▸ Extrait source:
-.-.-

Certains joueurs laissent une trace indélébile dans l’identité d’un club. Germán Dévora a marqué à jamais par son jeu et sa personnalité l’Unión Deportiva Las Palmas. Hommage à un joueur incontournable du football canarien et espagnol.
Si vous le croisiez dans une rue de Las Palmas, vous ne pourriez pas imaginer l’héritage que cet homme a laissé à l’île de Gran Canaria et à son football. Germán Dévora passe pour un abuelito espagnol quelconque. Un grand-père quelconque qui marche mains dans le dos, l’air satisfait, observant avec tendresse un paysage qu’il a toujours connu. Un grand-père quelconque qui pose son regard expérimenté sur ce qui l’entoure, amusé et non pas abattu par le temps qui passe. Un grand-père quelconque qui possède un tiroir à anecdotes précieux qu’il ouvre de temps à autre, pour le plus grand bonheur de ses petits-enfants. Vous l’aurez compris, un de ces grands-pères que l’on aime écouter parler des heures. Mais Germán n’est pas un abuelito quelconque, Germán est une légende vivante.
Protagoniste des années dorées de l’UD Las Palmas
Germán Dévora a défendu le maillot jaune de l’Unión Deportiva Las Palmas pendant toute sa carrière professionnelle. Passé par les catégories inférieures, le milieu offensif débute avec l’équipe fanion en 1962 pour ensuite enchainer 16 saisons consécutives avec les Canariones. Ces derniers sont alors en deuxième division espagnole mais la fraîcheur qu’apporte l’arrivée d’une série de jeunes joueurs dont fait partie Dévora porte ses fruits : l’équipe monte en Primera l’année d’après. Le premier match de la future légende en Liga est annonciateur, il présage une nouvelle étape dans l’histoire du club, la formation de Gran Canaria s’impose 1-2 contre le FC Barcelone grâce à un doublé de Dévora.

-.-.-

Poursuivez l'hommage à Germán Dévora à partir de la phrase sur laquelle il s'arrête. Les enregistrements qui suivent proviennent d'une autre source que le texte.

▸ Lignes de données:
-.-.-

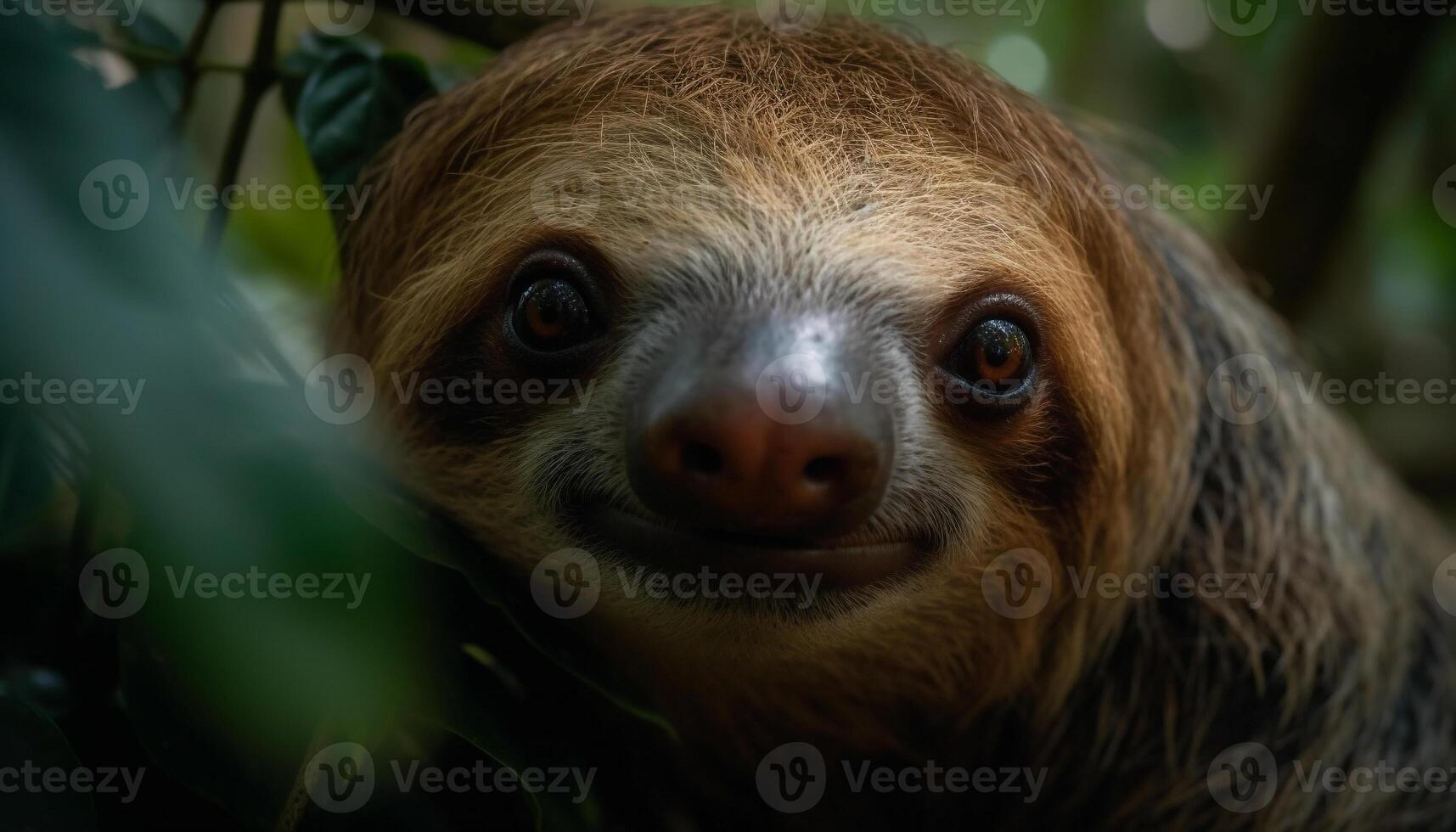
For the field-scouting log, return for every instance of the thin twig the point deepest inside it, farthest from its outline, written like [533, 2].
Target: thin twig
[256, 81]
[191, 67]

-.-.-

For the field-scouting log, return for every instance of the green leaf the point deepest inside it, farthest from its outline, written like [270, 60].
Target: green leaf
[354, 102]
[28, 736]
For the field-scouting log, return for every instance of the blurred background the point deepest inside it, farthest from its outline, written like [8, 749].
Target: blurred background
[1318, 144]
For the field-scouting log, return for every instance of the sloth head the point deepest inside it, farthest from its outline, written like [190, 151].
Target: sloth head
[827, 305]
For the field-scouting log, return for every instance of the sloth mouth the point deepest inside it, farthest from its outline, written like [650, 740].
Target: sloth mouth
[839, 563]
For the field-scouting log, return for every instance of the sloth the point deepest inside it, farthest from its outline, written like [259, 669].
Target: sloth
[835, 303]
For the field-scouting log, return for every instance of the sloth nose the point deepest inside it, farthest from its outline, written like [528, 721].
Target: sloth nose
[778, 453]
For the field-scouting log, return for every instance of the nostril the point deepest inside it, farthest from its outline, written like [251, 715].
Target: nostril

-.-.-

▸ Réponse rédigée:
Personne ne le sait encore à ce moment-là, mais l’Unión Deportiva se lance vers ses années les plus prolifiques. Ce club des îles Canaries, longtemps isolées et oubliées par la péninsule, va réussir à regarder les yeux dans les yeux des géants du football espagnol sans complexe d’infériorité et leur disputer plusieurs titres. Malheureusement, pas de récompense matérielle pour l’Unión Deportiva. La saison 67/68 se soldera par une troisième place en Liga en étant l’équipe avec le plus de buts marqués. La saison d’après les Canariones finissent deuxième, derrière le Real Madrid, en pratiquant ce qui est considéré par beaucoup le meilleur football qui existait à cette époque en Espagne, avec un 11 titulaire presque entièrement canarien. Sur le plan sportif et social l’Unión Deportiva était la fierté d’un peuple et Germán Dévora en était un des plus grands protagonistes. Pas de récompense matérielle, mais une reconnaissance éternelle qui vaut bien plus.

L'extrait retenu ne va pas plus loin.